**Items**

--------------------------------------------------

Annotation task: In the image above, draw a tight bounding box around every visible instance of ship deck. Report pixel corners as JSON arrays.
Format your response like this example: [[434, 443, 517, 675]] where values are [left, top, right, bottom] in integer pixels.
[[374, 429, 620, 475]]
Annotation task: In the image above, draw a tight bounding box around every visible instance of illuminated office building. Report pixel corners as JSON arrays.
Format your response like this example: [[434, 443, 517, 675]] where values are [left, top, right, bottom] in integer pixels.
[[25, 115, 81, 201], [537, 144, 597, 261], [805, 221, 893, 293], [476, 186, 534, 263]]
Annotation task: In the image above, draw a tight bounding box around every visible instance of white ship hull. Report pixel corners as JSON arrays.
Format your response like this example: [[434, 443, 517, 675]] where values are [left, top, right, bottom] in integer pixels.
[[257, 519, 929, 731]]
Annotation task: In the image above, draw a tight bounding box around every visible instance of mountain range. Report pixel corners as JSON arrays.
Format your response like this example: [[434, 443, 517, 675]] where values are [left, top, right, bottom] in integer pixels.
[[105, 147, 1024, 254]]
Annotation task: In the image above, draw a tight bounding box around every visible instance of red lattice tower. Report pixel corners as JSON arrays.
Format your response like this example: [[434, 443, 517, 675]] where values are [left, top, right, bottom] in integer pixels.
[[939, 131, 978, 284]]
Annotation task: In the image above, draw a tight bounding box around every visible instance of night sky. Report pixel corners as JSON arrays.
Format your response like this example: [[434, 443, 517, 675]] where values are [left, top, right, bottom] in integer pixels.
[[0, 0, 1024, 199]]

--------------------------------------------------

**Task**
Convert the listing from its start through the line containing "186, 534, 263]]" into a two-column CSV with the header instruction,boxes. Each row should pair the instruction text with the coordinate list that follows it, with each value in one double-quoted field and line breaks replaced by spaces.

**Answer below**
instruction,boxes
"Annotation task: In the image above, draw a tight bounding box around every visible instance of ship deck. Report pixel corners as JSON arrays. Format your response like this example: [[434, 443, 517, 675]] where values are [left, top, right, bottom] in integer pixels.","[[374, 429, 620, 475]]"
"Annotation task: In the image above, draw a tight bounding box around every visible instance of illuminated office building. Report pixel corners as JSON arrays. Format your response like this example: [[434, 443, 517, 675]] where values are [left, top, right, bottom] in integer pixels.","[[25, 115, 81, 201], [537, 144, 597, 261], [805, 221, 893, 293], [476, 186, 534, 263]]"